**AIM OF THE TASK**
What follows is a block of records; reproduce all of it verbatim.

**RECORDS SUPPLIED**
---+---
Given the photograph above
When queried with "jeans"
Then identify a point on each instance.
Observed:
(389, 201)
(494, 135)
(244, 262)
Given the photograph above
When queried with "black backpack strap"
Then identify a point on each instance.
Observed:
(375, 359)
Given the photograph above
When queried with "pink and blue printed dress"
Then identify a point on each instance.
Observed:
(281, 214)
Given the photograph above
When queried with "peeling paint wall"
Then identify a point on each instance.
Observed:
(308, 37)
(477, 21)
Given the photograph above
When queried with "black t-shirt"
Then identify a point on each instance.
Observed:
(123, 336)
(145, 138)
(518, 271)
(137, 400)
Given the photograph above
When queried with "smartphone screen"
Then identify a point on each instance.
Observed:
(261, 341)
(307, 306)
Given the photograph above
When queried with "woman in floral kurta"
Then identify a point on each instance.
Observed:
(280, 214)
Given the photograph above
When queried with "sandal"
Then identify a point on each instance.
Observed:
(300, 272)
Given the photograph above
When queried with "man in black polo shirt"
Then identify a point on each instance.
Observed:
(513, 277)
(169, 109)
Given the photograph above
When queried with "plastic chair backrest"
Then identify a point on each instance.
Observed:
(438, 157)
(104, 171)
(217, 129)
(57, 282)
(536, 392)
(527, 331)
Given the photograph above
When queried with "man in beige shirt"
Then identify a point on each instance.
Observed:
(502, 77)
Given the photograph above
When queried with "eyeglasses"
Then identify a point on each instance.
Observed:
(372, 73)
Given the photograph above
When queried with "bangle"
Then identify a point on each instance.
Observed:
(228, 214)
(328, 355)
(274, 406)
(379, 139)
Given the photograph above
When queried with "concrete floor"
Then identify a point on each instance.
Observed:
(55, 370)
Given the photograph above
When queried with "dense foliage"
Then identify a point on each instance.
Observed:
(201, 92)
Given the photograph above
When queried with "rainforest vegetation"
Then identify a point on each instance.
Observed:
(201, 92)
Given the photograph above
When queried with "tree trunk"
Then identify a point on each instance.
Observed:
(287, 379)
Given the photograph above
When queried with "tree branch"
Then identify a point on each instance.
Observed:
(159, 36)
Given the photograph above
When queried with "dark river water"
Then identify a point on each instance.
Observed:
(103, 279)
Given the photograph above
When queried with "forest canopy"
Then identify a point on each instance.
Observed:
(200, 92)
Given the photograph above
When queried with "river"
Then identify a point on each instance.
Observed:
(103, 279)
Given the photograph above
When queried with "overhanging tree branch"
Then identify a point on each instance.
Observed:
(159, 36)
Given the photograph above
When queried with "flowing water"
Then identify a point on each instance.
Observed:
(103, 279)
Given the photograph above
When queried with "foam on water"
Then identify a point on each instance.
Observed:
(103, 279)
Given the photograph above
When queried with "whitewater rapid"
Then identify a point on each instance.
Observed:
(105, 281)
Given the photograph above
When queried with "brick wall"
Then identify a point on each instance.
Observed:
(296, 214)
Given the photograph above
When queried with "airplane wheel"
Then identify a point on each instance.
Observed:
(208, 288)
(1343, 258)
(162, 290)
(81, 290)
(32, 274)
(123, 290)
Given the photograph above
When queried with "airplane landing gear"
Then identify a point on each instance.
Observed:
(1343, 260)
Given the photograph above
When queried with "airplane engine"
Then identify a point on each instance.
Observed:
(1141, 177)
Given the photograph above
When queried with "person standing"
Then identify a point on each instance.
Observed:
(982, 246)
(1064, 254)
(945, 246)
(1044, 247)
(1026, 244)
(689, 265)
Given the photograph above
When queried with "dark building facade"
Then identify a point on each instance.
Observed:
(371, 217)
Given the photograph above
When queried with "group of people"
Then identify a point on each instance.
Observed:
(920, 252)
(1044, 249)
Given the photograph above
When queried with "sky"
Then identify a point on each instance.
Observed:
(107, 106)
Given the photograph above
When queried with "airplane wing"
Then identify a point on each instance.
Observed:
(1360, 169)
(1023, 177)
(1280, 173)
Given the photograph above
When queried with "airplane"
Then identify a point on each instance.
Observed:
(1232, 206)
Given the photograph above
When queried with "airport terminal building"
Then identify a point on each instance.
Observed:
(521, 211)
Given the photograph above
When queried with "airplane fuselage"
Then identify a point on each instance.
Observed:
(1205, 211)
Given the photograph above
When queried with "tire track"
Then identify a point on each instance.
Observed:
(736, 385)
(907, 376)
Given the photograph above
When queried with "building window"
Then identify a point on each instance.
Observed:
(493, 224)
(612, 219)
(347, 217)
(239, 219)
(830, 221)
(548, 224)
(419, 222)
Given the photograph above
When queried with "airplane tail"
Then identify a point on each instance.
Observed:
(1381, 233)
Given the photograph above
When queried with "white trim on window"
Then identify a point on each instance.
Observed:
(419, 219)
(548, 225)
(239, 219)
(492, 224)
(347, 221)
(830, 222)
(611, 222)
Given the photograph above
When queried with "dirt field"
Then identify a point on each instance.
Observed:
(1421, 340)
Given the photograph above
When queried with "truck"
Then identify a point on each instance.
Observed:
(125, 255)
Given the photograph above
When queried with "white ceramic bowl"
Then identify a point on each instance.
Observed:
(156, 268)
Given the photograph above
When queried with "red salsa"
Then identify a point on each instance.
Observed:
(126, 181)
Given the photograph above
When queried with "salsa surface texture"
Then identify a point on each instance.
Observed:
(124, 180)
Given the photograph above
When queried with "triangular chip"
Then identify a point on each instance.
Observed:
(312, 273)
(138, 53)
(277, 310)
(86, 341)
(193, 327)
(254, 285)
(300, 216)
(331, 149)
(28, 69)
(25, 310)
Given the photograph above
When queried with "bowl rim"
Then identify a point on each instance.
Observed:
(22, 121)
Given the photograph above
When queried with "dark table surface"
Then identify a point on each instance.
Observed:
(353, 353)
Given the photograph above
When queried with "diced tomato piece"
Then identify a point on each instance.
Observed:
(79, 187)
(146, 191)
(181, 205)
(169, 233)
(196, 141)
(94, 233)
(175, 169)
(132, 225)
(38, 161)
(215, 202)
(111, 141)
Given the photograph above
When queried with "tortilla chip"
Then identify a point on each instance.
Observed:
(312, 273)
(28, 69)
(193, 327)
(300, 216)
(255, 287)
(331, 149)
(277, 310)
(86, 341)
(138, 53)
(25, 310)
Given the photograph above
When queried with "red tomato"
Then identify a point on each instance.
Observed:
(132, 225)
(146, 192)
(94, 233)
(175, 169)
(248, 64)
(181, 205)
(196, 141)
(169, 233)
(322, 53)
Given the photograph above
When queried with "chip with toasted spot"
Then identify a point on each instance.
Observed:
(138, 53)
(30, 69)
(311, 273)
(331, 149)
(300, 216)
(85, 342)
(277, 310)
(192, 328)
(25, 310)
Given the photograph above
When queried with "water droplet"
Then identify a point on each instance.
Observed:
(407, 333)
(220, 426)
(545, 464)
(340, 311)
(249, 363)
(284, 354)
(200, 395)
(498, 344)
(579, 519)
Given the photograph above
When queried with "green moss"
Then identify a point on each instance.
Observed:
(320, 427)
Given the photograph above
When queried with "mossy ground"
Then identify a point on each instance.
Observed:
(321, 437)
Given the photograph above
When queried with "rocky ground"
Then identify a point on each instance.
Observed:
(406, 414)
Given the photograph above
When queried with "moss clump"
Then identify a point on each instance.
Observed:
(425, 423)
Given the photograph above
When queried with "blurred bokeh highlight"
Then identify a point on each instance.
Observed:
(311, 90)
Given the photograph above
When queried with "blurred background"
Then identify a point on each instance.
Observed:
---+---
**WRITTEN ANSWER**
Given the photograph above
When queried with "jeans"
Then identify a point on each instance.
Observed:
(389, 201)
(494, 135)
(244, 262)
Given the photograph above
When queried with "black backpack strap"
Then identify a point on each instance.
Observed:
(375, 359)
Given the photograph above
When queried with "pink and blue printed dress"
Then identify a point on each instance.
Observed:
(281, 214)
Given the photograph above
When queried with "peeling paint wall"
Then identify a point on each instance.
Observed:
(308, 37)
(477, 21)
Given the photograph above
When queried with "black t-shirt"
Then identify a point on each instance.
Observed:
(123, 336)
(145, 138)
(518, 271)
(137, 400)
Given the photograph above
When queried with "smartphone screen"
Then identify a point on each instance.
Observed:
(261, 341)
(307, 306)
Given the photograph above
When queried with "woman in floral kurta"
Then identify a point on each instance.
Observed:
(280, 214)
Given the photograph above
When queried with "sandal"
Then identify a point on each instance.
Observed:
(300, 272)
Given the photograph above
When queried with "man in black polo shirt"
Then identify a point on each instance.
Observed:
(513, 277)
(169, 109)
Given the photograph above
When queried with "plastic chair backrest"
Then identify a point on each instance.
Observed:
(438, 157)
(104, 171)
(217, 129)
(57, 282)
(536, 392)
(527, 331)
Given the photograph above
When queried with "man in beige shirt"
Then identify a point on each instance.
Observed:
(502, 77)
Given the photograph above
When queried with "eyeglasses"
Then identify a point on each instance.
Observed:
(372, 73)
Given the photograph above
When queried with "bangle"
Then identify a point on each instance.
Observed:
(228, 214)
(328, 355)
(274, 406)
(379, 139)
Given the photograph above
When queried with "concrete floor"
Then identify a point on each instance.
Observed:
(55, 370)
Given the photograph above
When queried with "dense foliage"
Then identify a point on each instance.
Observed:
(201, 92)
Given the photograph above
When queried with "rainforest vegetation"
Then identify a point on each instance.
Observed:
(201, 92)
Given the photograph above
When queried with "tree trunk"
Then identify a point on each instance.
Observed:
(287, 379)
Given the photograph above
When queried with "tree branch"
Then identify a point on each instance.
Observed:
(159, 36)
Given the photograph above
When queried with "dark river water"
Then identify a point on each instance.
Observed:
(103, 279)
Given the photograph above
When queried with "forest canopy"
Then identify a point on each instance.
Observed:
(200, 92)
Given the photograph above
When queried with "river"
Then identify a point on each instance.
Observed:
(103, 279)
Given the photograph above
When queried with "overhanging tree branch"
Then identify a point on each instance.
Observed:
(159, 36)
Given the photograph above
When queried with "flowing water"
Then identify a point on each instance.
Observed:
(103, 279)
Given the photograph above
When queried with "foam on water"
Then identify a point on each instance.
Observed:
(103, 279)
Given the photograph above
When queried with "whitewater rapid"
Then identify a point on each instance.
Observed:
(105, 281)
Given the photograph above
When queried with "brick wall"
Then identify a point on each instance.
Observed:
(296, 214)
Given the photograph above
When queried with "airplane wheel"
Then identify a point on each instance.
Observed:
(208, 288)
(1343, 258)
(162, 290)
(81, 290)
(32, 274)
(123, 290)
Given the photograph above
When queried with "airplane landing gear"
Then identify a point on each instance.
Observed:
(1343, 260)
Given the photograph above
When queried with "airplane engine"
Then identify a point on each instance.
Observed:
(1141, 177)
Given the photograph above
When queried with "person standing"
Then identify a point on each instance.
Observed:
(982, 246)
(1064, 254)
(945, 246)
(1044, 247)
(1026, 244)
(689, 265)
Given the photograph above
When queried with "dark building facade"
Then identify a point on each instance.
Observed:
(371, 217)
Given the photograph above
When queried with "group of people"
Then identify a point on each instance.
Observed:
(920, 252)
(1044, 249)
Given the photograph above
When queried with "sky"
Then identify a point on each instance.
Observed:
(107, 106)
Given the photograph above
When queried with "airplane wing"
Then identify a point on each instance.
Observed:
(1360, 169)
(1023, 177)
(1280, 173)
Given the photograph above
When queried with "airplane"
Then identify a point on each instance.
Observed:
(1232, 206)
Given the photograph above
When queried with "airport terminal building"
Then identify a point on each instance.
Observed:
(521, 211)
Given the photograph above
When queried with "airplane fuselage"
Then identify a point on each instance.
Observed:
(1205, 211)
Given the photograph above
When queried with "tire track"
Then identify a point on each instance.
Observed:
(736, 385)
(907, 376)
Given the photograph above
When queried with "building window"
Then identify a point on each instance.
Observed:
(493, 224)
(612, 219)
(347, 217)
(239, 219)
(830, 221)
(548, 224)
(419, 222)
Given the photograph above
When queried with "airplane tail"
Then identify a point on each instance.
Observed:
(1381, 233)
Given the photograph above
When queried with "white trim on window"
Then identify a point on each instance.
Observed:
(419, 219)
(548, 225)
(239, 219)
(492, 224)
(347, 221)
(830, 222)
(611, 222)
Given the photograph above
When queried with "dirt field"
Then identify a point on each instance.
Observed:
(1421, 340)
Given the photograph above
When queried with "truck"
Then identify a point on each instance.
Observed:
(125, 255)
Given the photograph above
When queried with "white ceramic bowl"
Then identify a point on each instance.
Observed:
(156, 268)
Given the photograph above
When queried with "red salsa"
Then identify a point on each instance.
Observed:
(126, 181)
Given the photograph above
When queried with "salsa surface texture"
Then identify a point on each instance.
Observed:
(124, 180)
Given the photograph above
When queried with "triangular chip"
Then identify a point on each instance.
Observed:
(312, 273)
(138, 53)
(277, 310)
(86, 341)
(193, 327)
(254, 285)
(300, 216)
(331, 149)
(28, 69)
(25, 310)
Given the photograph above
When queried with "bowl rim"
Then identify a point on each instance.
Observed:
(22, 121)
Given the photograph above
When queried with "dark table surface"
Then identify a point on each instance.
Observed:
(353, 353)
Given the photograph above
When queried with "diced tomato piece"
Then identify a point on each instance.
Observed:
(79, 187)
(146, 191)
(181, 205)
(169, 233)
(196, 141)
(94, 233)
(175, 169)
(132, 225)
(38, 161)
(215, 202)
(111, 141)
Given the photograph above
When queried with "tortilla chip"
Then identify a point on each instance.
Observed:
(312, 273)
(28, 69)
(193, 327)
(300, 216)
(255, 287)
(331, 149)
(277, 310)
(86, 341)
(138, 53)
(25, 310)
Given the photograph above
When queried with "red tomato"
Then identify a point on each instance.
Observed:
(132, 225)
(146, 192)
(94, 233)
(175, 169)
(248, 64)
(181, 205)
(196, 141)
(169, 233)
(322, 53)
Given the photograph above
When queried with "chip with toasted spot"
Then identify a point on each instance.
Observed:
(138, 53)
(30, 69)
(311, 273)
(331, 149)
(300, 216)
(85, 342)
(277, 310)
(192, 328)
(25, 310)
Given the photograph above
When queried with "water droplet"
Then identify a point on each instance.
Observed:
(407, 333)
(220, 426)
(545, 464)
(340, 311)
(249, 363)
(284, 354)
(200, 395)
(498, 344)
(579, 519)
Given the photograph above
When queried with "green moss"
Then identify a point on each instance.
Observed:
(320, 427)
Given the photograph above
When queried with "mossy ground"
Then identify a point on each instance.
Observed:
(321, 437)
Given the photograph above
When queried with "rocky ground"
Then identify a point on each instance.
Observed:
(406, 414)
Given the photograph above
When queried with "moss clump"
Then identify a point on each instance.
Observed:
(425, 423)
Given the photograph above
When queried with "blurred bokeh highlight"
Then identify a point on each instance.
Observed:
(311, 90)
Given the photograph above
When queried with "blurred background"
Then identify a point on each instance.
Observed:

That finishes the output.